**Exercise data:**
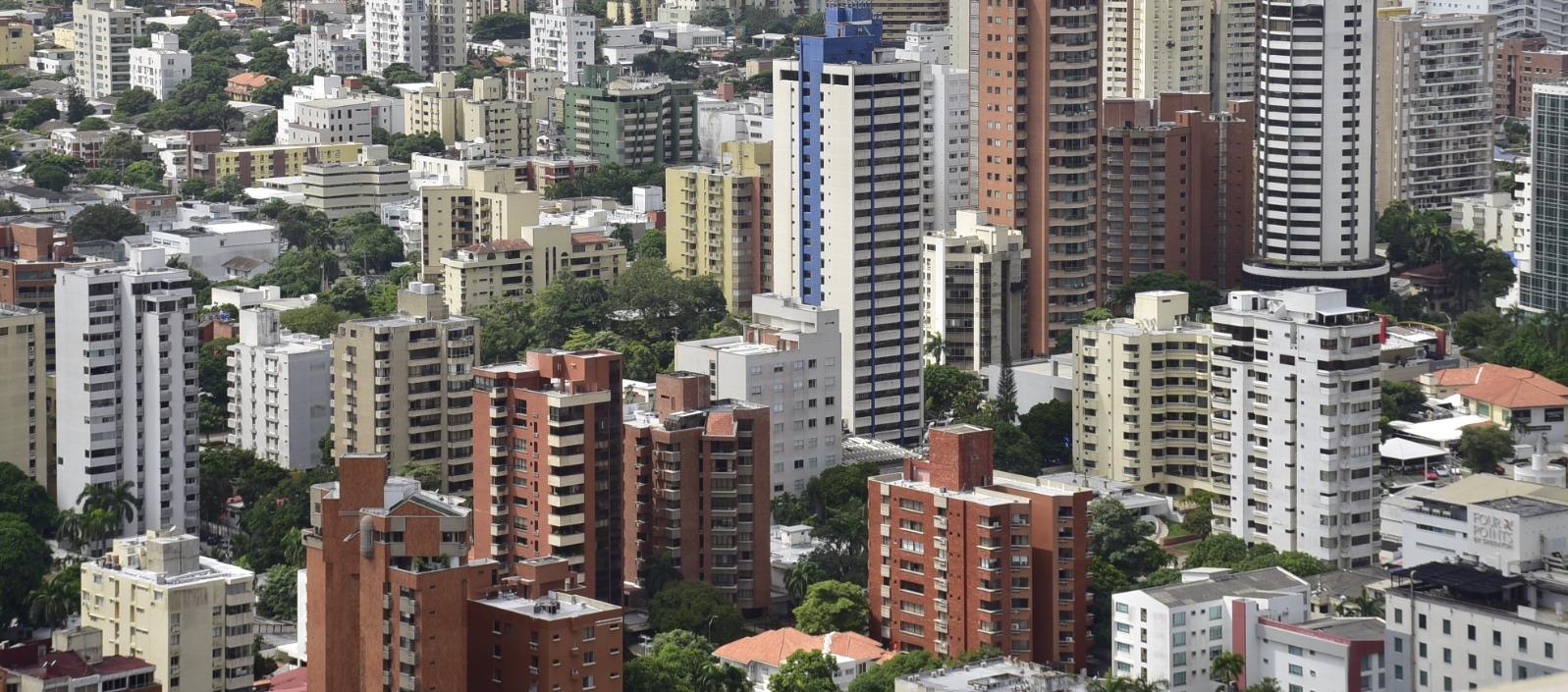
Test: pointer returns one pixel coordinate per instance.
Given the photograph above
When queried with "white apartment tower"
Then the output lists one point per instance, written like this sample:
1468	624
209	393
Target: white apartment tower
129	411
848	209
789	361
1156	46
1316	219
105	31
160	66
427	34
946	88
1294	422
562	39
280	391
1433	107
972	283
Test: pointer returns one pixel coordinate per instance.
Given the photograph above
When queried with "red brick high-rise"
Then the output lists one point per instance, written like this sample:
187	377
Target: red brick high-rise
701	477
1174	188
388	579
963	558
1034	71
549	434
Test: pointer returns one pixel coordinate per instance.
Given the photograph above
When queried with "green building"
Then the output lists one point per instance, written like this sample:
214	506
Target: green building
633	121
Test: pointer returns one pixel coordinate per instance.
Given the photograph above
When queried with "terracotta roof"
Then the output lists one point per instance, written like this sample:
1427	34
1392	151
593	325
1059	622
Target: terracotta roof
1515	388
775	645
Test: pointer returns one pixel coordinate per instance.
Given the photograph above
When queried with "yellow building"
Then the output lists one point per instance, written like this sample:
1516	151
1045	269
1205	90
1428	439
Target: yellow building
490	206
719	220
24	391
16	41
191	617
466	115
483	273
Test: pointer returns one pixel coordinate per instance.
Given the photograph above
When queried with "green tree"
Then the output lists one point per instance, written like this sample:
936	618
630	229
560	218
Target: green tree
950	391
104	222
698	608
833	608
26	498
280	592
805	670
1486	448
26	559
318	319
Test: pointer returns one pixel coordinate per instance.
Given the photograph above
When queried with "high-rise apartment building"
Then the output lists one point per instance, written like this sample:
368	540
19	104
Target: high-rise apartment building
402	387
971	558
698	464
562	39
155	597
1271	406
847	211
1035	89
389	579
521	267
488	206
945	172
280	391
1543	286
128	400
1174	188
552	432
719	223
972	283
1315	164
1158	47
1433	107
24	393
104	34
427	34
787	359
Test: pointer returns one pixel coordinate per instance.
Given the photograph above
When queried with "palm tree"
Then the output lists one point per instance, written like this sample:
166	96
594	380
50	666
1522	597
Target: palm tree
1226	668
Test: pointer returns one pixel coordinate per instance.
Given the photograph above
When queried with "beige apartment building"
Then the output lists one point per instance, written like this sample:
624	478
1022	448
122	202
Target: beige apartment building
24	391
720	222
491	204
482	112
347	188
483	273
402	387
191	617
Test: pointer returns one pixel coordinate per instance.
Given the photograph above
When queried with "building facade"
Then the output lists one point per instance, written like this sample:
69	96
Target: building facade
1435	79
1176	191
155	598
858	254
972	281
131	332
104	34
567	498
401	388
969	558
280	391
720	222
787	359
162	66
698	466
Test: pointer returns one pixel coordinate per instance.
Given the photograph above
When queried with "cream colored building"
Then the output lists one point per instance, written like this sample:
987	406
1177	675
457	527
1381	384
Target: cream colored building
155	598
24	388
491	204
402	387
972	283
1120	424
347	188
483	273
466	115
720	219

**Exercise requirements:** In your copy of the entries above, leave out the pictures and keep every word exact.

**Solution to this problem:**
Test: pointer returns one pixel coordinate per instance.
Given the photograph above
When queried with "white apartment tower"
Then the output lists one point per instance, written like this sample:
1468	624
209	393
Target: white apartment tower
129	411
848	209
789	361
1156	46
1316	219
105	31
160	66
427	34
946	88
1294	422
562	39
280	391
1433	107
972	283
Test: pointer returns one pixel coordinate per instance.
Given the photograph above
When queried with "red brick high-rise"
Then the output lists one point per instance, written like this sample:
187	377
Target: red brick high-rise
701	477
1174	188
388	579
963	558
1034	71
549	434
Test: pointer returns one pixel coordinate per instance.
Given the photograph above
When queried with "green building"
Then the output lists one point per instance, written like this sample:
214	506
Target: green building
633	121
Test: pointer returns one pixel coordinate per instance.
Given the photograph above
When queried with "terracotta roof"
Then the output lists one point per instance, written like this sample:
1427	34
1392	151
593	325
1059	622
Target: terracotta roof
1515	388
775	645
Test: pointer returns one pixel coordinate per instance.
Given the photograph above
When queried with "yellow building"
Then the output lists one point per instance, written like this sample:
1516	151
1045	269
1205	90
1428	439
Target: yellow building
490	206
719	220
24	391
16	41
191	617
466	115
483	273
Test: pointer returns one pixel coordinate per instance.
Given the photograph above
When queried with "green tree"
Then the output lists one point per instance, written like this sample:
936	618
630	229
560	218
Target: green tree
950	391
104	222
698	608
833	608
26	498
280	592
805	670
1486	448
26	559
318	319
Test: pointer returns one pixel coordinate per instance.
Given the photograph above
When queried with "high-rise apartment building"
Then the output lists one point per instance, written like this sample:
368	540
19	104
Target: high-rise apartment building
402	387
971	558
698	464
562	39
155	597
1271	406
847	211
1035	89
389	579
521	267
488	206
945	172
280	391
1543	286
128	400
1174	188
552	432
719	223
972	283
1315	164
1158	47
1433	107
24	393
104	34
427	34
787	359
Test: pointer returns one pixel coordinate per instance.
Given the photograph above
When queried with "palm tree"
Then the output lists one point per instance, written like this sample:
166	96
594	380
50	666
1522	597
Target: palm tree
1226	668
Test: pointer returns one pixel coordinate per instance.
Given the photograph above
When queried with "beige apartment building"
Then the output lists one point per instance, written like this sample:
624	478
1022	448
122	202
Target: beige apartment building
24	391
720	222
491	204
482	112
347	188
483	273
402	387
191	617
Test: pointer returns one pixel coordinate per instance.
Given the photograph above
When queried with "building facade"
Then the output lists one point per instance, written like this sample:
69	96
Target: building facade
1435	79
1176	191
155	598
858	254
972	281
131	332
104	34
567	498
401	388
969	558
280	391
720	222
787	359
162	66
698	466
Test: pointer returns one pixel coordinate per instance.
Given the photograph above
When queried with "cream colored building"
Then the output lists one point per instance, written like this sample:
987	406
1177	675
457	527
1381	384
Target: cream colored building
155	598
24	388
491	204
402	387
972	283
1120	424
347	188
483	273
466	115
720	219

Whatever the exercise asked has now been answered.